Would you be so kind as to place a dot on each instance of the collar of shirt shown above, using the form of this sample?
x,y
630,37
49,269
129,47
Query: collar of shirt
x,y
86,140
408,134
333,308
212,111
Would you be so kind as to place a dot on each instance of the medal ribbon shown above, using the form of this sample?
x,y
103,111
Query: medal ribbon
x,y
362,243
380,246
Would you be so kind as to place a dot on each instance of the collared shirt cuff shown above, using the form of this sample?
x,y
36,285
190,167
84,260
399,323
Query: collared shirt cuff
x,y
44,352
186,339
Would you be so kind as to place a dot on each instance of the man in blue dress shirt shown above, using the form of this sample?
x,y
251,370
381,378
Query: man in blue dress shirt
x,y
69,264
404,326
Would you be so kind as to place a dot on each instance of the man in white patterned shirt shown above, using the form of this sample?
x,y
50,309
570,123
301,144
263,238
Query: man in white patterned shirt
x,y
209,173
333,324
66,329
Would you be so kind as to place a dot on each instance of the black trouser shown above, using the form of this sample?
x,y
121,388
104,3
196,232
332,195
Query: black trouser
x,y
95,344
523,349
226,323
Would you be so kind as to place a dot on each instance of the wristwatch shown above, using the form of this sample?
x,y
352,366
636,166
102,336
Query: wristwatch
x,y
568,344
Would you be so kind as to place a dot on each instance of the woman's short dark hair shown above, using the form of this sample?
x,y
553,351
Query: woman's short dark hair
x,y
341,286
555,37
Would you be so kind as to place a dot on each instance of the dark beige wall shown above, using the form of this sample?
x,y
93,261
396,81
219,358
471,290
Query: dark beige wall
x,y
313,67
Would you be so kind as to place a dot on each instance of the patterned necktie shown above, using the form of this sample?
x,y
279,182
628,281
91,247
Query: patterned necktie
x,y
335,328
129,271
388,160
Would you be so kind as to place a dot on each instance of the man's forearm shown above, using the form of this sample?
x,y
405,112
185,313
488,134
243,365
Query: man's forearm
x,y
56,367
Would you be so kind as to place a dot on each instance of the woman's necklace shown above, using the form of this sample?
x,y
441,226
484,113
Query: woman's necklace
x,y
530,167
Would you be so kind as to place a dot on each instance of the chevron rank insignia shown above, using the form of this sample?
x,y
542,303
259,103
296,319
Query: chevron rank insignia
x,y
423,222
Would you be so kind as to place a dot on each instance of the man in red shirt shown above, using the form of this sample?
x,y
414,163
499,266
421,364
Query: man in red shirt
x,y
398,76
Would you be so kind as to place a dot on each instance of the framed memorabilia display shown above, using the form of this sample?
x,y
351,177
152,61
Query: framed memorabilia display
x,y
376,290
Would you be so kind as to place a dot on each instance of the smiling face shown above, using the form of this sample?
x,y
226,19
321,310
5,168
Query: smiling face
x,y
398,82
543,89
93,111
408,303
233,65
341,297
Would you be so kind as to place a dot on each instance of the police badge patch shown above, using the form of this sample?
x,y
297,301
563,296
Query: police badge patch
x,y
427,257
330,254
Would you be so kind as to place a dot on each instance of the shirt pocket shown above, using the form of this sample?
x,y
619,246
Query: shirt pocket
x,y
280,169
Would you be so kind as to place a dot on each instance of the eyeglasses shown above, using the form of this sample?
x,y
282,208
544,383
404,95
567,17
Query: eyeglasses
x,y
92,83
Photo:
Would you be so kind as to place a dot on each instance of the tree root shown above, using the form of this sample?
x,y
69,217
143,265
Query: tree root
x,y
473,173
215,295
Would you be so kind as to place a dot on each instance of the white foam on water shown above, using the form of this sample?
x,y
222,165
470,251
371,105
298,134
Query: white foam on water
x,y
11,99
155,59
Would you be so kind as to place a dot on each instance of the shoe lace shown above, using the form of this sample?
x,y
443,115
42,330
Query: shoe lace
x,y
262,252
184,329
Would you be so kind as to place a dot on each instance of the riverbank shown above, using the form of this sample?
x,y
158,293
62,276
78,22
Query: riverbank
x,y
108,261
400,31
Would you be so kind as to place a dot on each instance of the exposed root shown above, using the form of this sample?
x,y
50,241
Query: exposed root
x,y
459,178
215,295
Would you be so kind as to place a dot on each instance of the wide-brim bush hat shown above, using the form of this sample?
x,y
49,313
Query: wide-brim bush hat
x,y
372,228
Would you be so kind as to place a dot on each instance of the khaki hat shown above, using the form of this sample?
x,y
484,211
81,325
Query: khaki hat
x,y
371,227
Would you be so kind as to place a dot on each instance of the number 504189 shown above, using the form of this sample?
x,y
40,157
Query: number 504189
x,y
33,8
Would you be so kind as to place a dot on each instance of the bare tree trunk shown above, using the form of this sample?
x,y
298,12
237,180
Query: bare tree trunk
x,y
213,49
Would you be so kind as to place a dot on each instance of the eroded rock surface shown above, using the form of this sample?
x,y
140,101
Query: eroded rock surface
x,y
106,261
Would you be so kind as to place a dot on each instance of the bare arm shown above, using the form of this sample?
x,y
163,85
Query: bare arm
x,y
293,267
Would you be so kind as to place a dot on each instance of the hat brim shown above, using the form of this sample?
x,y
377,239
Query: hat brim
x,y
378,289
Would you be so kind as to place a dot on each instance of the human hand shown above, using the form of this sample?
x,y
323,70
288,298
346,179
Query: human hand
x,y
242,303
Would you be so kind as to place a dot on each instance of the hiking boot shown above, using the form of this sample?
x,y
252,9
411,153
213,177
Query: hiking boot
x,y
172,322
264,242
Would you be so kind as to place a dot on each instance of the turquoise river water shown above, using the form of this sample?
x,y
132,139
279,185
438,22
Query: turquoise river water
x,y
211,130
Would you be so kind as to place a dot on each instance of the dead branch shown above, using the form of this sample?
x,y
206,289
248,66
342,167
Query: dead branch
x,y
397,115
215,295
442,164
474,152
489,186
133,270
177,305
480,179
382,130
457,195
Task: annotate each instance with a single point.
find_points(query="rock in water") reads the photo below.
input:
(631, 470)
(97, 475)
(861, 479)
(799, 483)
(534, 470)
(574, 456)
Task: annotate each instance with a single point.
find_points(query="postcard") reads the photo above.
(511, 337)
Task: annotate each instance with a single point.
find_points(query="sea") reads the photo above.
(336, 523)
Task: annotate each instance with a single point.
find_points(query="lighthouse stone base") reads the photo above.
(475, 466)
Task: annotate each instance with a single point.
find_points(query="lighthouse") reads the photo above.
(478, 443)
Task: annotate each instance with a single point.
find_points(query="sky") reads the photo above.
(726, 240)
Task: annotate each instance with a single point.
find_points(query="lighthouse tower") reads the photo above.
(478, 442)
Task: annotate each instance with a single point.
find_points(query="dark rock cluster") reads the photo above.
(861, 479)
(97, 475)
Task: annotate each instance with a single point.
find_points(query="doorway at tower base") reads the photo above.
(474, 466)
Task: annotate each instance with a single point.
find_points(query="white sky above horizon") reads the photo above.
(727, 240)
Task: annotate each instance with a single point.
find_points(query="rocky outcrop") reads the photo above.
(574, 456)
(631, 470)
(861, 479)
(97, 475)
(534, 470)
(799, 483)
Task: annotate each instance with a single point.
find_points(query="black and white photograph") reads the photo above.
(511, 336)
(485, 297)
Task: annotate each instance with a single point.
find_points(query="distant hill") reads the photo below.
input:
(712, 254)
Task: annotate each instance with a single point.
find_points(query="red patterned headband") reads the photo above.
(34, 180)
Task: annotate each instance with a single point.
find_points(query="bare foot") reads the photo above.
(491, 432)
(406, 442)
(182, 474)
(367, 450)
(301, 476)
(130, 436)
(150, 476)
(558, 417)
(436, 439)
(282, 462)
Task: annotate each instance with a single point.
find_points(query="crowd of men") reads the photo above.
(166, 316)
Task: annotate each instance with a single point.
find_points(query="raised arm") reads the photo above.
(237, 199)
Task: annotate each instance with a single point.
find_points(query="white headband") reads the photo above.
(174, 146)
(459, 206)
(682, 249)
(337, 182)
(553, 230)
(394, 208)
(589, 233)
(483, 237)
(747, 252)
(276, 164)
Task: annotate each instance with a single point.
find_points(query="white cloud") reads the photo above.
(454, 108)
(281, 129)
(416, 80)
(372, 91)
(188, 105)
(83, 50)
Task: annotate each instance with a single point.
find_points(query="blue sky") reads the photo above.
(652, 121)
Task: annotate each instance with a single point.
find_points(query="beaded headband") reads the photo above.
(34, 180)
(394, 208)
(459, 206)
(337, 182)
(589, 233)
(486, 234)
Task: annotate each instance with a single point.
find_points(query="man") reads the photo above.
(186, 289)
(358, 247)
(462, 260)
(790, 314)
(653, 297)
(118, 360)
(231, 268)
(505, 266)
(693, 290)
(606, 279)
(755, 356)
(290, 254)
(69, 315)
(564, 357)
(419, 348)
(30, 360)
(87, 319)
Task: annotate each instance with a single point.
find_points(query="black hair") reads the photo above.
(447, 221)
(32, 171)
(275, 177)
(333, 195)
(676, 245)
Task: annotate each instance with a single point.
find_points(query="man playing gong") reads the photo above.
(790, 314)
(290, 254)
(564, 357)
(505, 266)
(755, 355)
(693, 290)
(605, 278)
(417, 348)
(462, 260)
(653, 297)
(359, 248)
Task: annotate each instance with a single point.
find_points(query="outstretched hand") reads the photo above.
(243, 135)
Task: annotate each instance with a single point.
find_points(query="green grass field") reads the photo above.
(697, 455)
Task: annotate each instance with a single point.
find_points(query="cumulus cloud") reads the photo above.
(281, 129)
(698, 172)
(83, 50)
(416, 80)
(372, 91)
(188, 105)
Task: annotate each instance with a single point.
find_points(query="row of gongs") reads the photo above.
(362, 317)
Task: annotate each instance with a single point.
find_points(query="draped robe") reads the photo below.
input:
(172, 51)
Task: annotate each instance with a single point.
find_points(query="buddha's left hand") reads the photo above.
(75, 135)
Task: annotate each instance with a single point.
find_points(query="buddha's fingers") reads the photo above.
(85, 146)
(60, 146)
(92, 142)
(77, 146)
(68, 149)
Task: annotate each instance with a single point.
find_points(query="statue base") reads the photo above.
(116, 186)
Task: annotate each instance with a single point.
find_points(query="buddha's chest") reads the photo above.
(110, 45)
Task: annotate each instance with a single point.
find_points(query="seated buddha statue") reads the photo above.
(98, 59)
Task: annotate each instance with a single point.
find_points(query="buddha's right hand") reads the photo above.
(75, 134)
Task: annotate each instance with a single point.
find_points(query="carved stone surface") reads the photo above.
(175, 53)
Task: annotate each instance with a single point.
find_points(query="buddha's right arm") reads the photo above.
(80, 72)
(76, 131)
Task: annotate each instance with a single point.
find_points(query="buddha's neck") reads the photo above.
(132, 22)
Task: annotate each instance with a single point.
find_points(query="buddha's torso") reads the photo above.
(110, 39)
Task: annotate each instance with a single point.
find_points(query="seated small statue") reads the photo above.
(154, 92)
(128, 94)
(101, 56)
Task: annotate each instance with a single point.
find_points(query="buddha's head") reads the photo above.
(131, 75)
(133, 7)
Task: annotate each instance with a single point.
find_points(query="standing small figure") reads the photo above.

---+---

» **Aim of the task**: Your task is to copy each line of the material that contains the word "below".

» **Result of this task**:
find_points(query="rock in water") reads the photo below.
find_points(query="distant hill") reads the photo below.
find_points(query="draped robe") reads the photo below.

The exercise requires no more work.